36 Die Entscheidung des Gerichtshofes in der Rechtssache Wellcome Trust fusst nicht auf der ausschließlich gemeinnnützigen Natur der Tätigkeiten des Trust. Die vom Gerichtshof festgelegten Grundsätze greifen weiter. Man könnte meinen, daß der Hinweis des Gerichtshofes auf "Schuldverschreibungen oder sonstige Wertpapiere"(40) alle Zweifel beseitigt. Der Gerichtshof fügte jedoch bei der Aufzählung der Umstände, unter denen Umsätze, die sich auf Schuldverschreibungen und sonstige Wertpapiere beziehen, grundsätzlich mehrwertsteuerpflichtig sein können, mit Bedacht die Worte "unter anderem" hinzu(41). Ich teile daher die Besorgnis nicht, die dem alternativen Vorschlag Frankreichs in dieser Rechtssache zugrunde liegt, daß die Heranziehung des Kriteriums des "Eingreifens" bei Schuldverschreibungen unangemessen wäre. Wenn ein Unternehmen wie die Klägerin, das Schuldverschreibungen erwirbt und besitzt, seine Tätigkeiten nicht auf reine Investitionen beschränkt, wie sie jeder private Anleger vornehmen könnte, sondern diesen Tätigkeiten als Teil eines gewerblichen Handels mit Schuldverschreibungen oder einer anderen Form des Handels nachgeht, dann würde es seine Vermögensrechte an diesen Schuldverschreibungen, die ihm aufgrund des Erwerbs zustehen, eindeutig wirtschaftlich nutzen. Diese Auslegung würde einige der Bedenken beseitigen, die Frankreich in der Sitzung wegen denkbarer Steuerverzerrungen infolge der unterschiedlichen Behandlung schlichter Darlehen und des Erwerbs von Schuldverschreibungen hegte. Eine Bank, die Darlehen gibt, geht zweifelsfrei einer wirtschaftlichen Tätigkeit nach, nämlich der entgeltlichen Anlage von Geldmitteln beim Darlehensnehmer. Gleiches tut, wer gewerblich mit Schuldverschreibungen oder Wertpapieren handelt.
════════════════
AUFGABE =
Gib den Absatz „Die Entscheidung des Gerichtshofes in der Rechtssache Wellcome Trust …“ aus dem Textauszug als kurze Stichpunktliste wieder und behalte dabei seine wesentlichen Aussagen bei. Die Zeilen haben mit dem Textauszug nichts zu tun.

Zeilen des Datensatzes zum Zeigen auf Objekte
════════════════
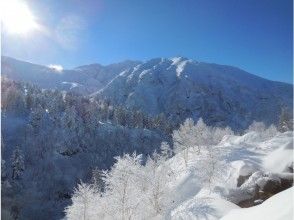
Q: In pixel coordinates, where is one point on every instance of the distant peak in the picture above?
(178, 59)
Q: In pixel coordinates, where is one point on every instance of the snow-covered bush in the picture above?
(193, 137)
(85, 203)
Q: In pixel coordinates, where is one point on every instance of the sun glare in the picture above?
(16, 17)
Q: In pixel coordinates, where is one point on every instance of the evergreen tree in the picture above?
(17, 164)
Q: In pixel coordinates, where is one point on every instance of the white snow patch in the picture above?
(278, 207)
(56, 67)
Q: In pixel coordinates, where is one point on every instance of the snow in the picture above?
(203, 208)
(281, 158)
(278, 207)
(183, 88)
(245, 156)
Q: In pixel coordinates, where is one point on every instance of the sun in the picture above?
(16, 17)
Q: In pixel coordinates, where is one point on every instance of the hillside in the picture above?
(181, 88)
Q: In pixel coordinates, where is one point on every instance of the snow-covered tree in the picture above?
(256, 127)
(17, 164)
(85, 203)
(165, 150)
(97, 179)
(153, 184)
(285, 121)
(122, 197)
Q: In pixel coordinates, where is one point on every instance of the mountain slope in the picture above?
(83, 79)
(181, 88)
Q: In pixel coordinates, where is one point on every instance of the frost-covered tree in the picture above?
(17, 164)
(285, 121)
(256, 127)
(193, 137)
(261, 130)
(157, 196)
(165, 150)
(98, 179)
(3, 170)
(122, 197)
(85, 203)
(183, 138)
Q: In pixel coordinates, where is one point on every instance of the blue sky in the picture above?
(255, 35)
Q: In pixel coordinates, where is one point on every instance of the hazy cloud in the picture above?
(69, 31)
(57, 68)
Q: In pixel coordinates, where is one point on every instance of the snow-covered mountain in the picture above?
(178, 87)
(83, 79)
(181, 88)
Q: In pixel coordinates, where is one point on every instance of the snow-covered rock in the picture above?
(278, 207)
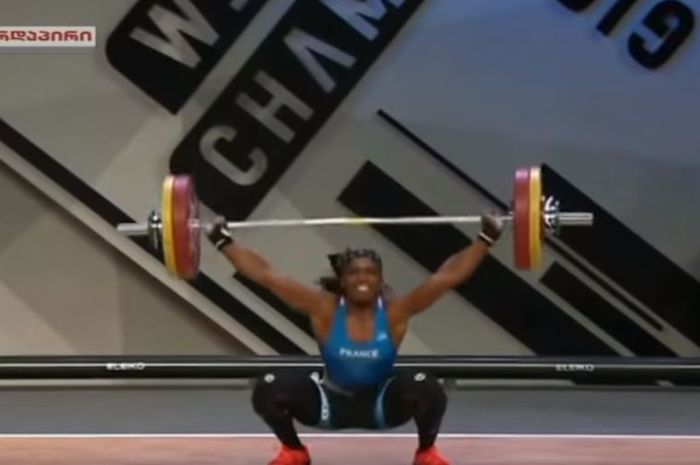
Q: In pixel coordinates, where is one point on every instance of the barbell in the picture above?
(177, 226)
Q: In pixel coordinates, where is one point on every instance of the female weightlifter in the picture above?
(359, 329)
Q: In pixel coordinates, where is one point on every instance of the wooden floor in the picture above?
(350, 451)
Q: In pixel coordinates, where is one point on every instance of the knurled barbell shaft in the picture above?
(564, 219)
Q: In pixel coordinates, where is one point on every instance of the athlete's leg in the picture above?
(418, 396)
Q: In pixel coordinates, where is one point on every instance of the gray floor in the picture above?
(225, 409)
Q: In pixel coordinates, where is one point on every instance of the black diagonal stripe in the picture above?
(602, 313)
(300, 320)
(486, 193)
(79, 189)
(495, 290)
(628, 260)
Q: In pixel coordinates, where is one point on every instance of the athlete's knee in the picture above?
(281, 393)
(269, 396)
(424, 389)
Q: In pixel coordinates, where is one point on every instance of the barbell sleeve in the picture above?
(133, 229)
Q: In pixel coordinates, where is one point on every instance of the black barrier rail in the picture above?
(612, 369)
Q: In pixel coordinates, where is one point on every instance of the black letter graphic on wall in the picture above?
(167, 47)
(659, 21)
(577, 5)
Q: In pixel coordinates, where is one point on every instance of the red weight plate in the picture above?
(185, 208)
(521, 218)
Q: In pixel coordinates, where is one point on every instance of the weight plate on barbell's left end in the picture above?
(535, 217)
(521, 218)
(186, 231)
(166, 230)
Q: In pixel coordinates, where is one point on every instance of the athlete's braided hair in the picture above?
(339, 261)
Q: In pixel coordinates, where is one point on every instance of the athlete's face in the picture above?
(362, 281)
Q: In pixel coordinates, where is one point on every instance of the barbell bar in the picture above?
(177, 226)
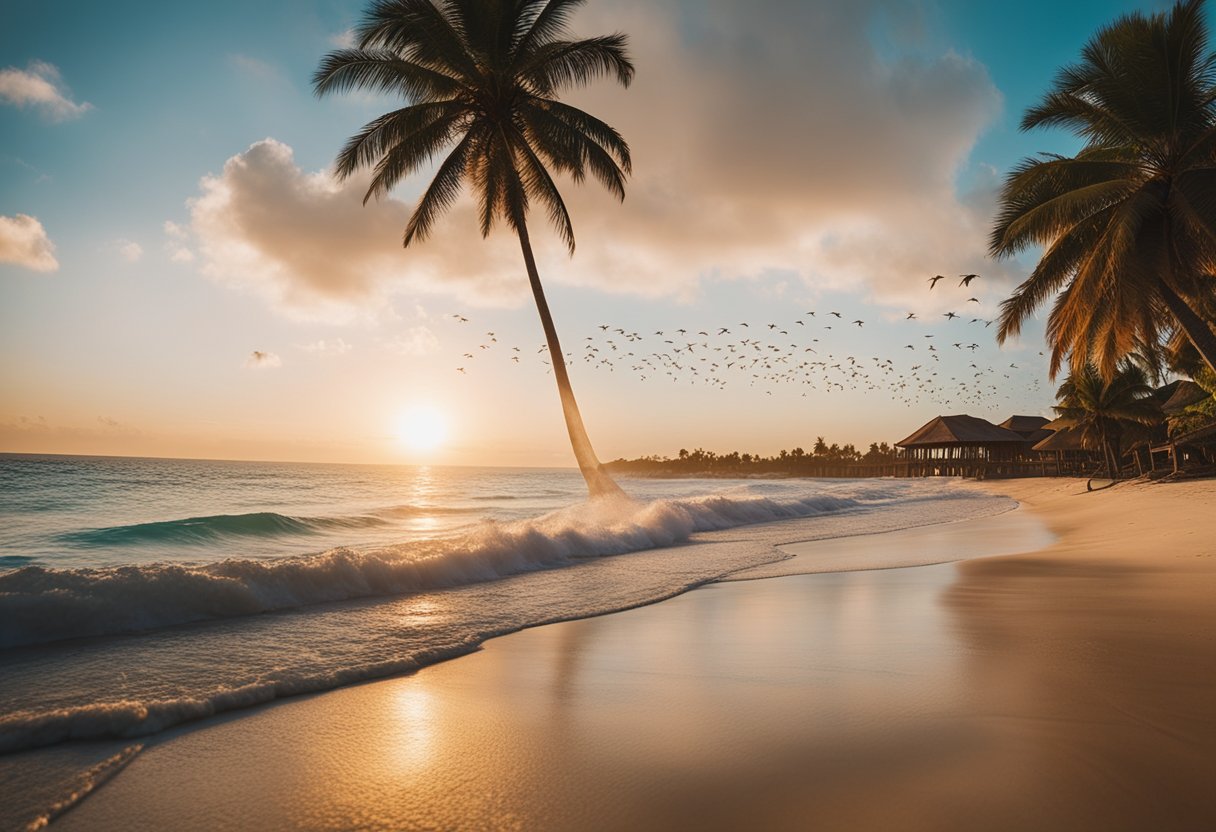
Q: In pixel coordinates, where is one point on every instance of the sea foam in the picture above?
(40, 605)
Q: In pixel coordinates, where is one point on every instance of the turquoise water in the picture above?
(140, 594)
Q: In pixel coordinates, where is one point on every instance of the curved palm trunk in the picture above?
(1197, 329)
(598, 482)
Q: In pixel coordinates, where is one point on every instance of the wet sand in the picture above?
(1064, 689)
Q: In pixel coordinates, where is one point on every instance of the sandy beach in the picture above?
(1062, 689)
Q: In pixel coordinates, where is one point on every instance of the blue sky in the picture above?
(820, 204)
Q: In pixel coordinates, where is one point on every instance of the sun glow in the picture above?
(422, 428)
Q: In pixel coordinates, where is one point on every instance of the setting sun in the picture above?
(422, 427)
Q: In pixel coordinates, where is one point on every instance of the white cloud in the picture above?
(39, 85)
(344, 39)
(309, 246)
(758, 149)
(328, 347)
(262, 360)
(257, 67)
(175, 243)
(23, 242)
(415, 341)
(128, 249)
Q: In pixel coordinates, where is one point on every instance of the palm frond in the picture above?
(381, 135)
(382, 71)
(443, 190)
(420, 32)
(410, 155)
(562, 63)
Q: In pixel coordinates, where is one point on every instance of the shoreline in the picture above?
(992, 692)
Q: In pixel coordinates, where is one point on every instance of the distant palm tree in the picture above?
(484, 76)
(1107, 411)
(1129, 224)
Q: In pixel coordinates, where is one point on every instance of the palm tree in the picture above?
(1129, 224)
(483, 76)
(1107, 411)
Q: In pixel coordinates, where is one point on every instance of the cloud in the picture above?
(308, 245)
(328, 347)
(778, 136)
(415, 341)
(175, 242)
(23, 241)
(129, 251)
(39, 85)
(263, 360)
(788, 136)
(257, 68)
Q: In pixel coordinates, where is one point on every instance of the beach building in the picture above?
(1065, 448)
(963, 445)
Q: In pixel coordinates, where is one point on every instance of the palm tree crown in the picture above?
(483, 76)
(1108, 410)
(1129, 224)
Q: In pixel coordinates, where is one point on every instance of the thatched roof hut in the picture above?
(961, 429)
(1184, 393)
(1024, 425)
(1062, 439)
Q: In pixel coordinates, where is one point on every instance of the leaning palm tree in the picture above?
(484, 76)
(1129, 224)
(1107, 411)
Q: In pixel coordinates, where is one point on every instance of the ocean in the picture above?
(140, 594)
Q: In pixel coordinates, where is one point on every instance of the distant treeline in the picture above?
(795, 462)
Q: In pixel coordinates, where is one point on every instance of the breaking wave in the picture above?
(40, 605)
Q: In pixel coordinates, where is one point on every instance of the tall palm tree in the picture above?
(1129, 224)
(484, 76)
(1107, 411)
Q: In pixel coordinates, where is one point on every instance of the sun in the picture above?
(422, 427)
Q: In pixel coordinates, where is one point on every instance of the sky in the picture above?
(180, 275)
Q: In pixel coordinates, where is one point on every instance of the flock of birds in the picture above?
════════════════
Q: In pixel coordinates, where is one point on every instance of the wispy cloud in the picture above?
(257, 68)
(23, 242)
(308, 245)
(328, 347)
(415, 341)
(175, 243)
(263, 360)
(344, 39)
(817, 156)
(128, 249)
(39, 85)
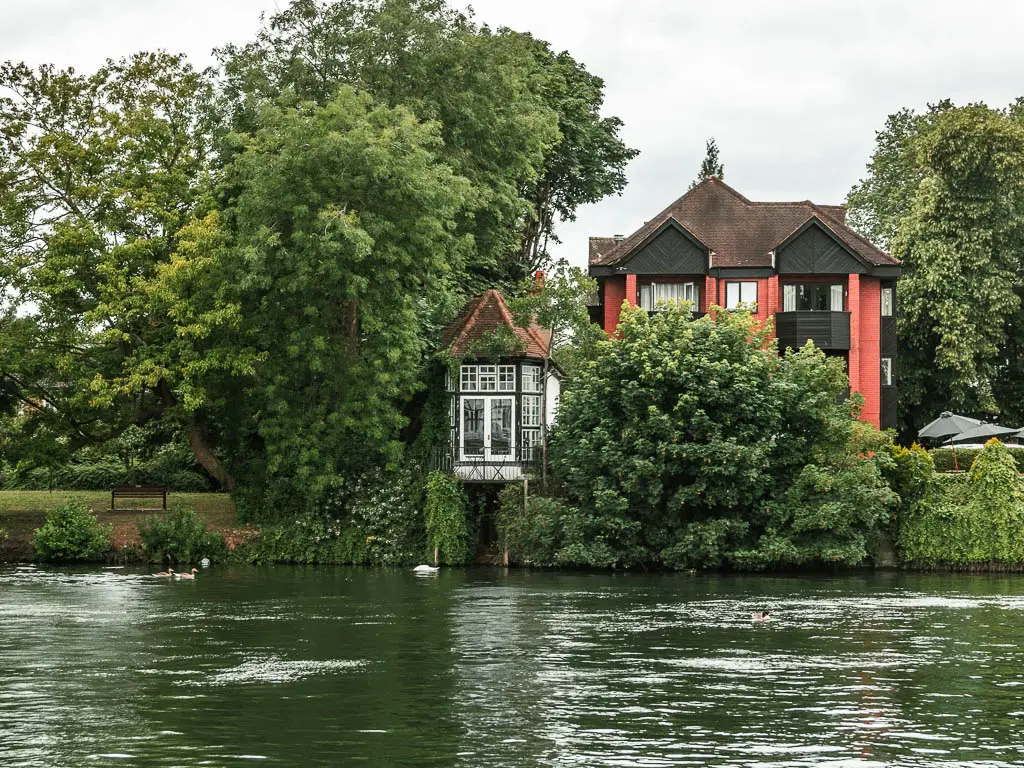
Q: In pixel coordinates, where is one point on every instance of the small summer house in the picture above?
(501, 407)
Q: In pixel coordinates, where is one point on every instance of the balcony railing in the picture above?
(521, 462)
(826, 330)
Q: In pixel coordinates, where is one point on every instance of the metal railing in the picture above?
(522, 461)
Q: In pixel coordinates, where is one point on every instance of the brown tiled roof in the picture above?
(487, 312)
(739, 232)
════════════════
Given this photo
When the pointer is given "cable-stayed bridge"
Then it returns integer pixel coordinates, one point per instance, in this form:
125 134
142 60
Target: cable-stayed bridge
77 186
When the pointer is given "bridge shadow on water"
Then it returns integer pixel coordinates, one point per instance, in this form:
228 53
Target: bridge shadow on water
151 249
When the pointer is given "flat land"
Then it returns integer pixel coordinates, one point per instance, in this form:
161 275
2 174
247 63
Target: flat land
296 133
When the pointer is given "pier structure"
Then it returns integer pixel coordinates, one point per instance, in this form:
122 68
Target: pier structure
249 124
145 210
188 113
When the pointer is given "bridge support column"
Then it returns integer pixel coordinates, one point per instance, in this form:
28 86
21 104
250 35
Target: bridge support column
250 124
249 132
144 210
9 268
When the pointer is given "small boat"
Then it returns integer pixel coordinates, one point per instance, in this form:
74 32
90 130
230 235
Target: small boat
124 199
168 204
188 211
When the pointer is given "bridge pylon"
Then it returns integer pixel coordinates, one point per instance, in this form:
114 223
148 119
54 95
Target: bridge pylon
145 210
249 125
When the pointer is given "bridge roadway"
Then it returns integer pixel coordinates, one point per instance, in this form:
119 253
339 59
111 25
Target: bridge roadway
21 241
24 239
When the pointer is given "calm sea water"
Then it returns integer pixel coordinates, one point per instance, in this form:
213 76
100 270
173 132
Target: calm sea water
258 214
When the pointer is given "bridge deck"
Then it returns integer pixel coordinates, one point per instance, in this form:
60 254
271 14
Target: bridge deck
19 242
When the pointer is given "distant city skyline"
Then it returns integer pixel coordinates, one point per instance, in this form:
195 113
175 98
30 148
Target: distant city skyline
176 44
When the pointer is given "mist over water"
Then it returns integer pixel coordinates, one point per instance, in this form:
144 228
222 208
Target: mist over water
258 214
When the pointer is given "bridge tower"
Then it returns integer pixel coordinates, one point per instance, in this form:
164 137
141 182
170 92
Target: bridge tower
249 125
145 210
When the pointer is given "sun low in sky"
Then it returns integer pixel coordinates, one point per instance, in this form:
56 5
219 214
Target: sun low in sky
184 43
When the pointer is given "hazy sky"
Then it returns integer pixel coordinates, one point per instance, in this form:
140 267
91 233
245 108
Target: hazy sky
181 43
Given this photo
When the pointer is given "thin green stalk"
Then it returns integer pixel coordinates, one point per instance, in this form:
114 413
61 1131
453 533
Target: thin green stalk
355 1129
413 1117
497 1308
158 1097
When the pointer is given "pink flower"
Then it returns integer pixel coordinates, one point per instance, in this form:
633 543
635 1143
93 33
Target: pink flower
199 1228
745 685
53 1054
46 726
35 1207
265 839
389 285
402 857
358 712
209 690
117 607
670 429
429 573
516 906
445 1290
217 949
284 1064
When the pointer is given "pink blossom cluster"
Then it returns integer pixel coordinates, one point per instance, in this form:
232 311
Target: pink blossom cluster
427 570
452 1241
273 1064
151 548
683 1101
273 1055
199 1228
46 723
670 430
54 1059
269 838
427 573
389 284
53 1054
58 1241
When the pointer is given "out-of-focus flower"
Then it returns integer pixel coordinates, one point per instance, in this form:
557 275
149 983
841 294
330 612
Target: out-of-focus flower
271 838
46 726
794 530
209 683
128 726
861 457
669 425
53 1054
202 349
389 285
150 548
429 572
════════════════
LÖSUNG =
- Die Entscheidung des Gerichtshofes im Fall Wellcome Trust beruht nicht auf der rein gemeinnützigen Tätigkeit des Trust. Ihre Grundsätze reichen weiter.
- Der Gerichtshof zählte Umstände auf, unter denen Umsätze mit Schuldverschreibungen und sonstigen Wertpapieren mehrwertsteuerpflichtig sein können. Dabei setzte er bewusst die Worte „unter anderem“ hinzu.
- Deshalb wird Frankreichs Besorgnis nicht geteilt, das Kriterium des „Eingreifens“ sei bei Schuldverschreibungen unangemessen.
- Ein Unternehmen wie die Klägerin nutzt seine Vermögensrechte an Schuldverschreibungen eindeutig wirtschaftlich, wenn es sich nicht auf reine Investitionen wie ein privater Anleger beschränkt, sondern gewerblich oder in anderer Form damit handelt.
- Diese Auslegung beseitigt einige Bedenken Frankreichs wegen möglicher Steuerverzerrungen zwischen schlichten Darlehen und dem Erwerb von Schuldverschreibungen.
- Eine Bank, die Darlehen vergibt, übt eine wirtschaftliche Tätigkeit aus, nämlich die entgeltliche Anlage von Geldmitteln beim Darlehensnehmer. Dasselbe gilt für den gewerblichen Handel mit Schuldverschreibungen oder Wertpapieren.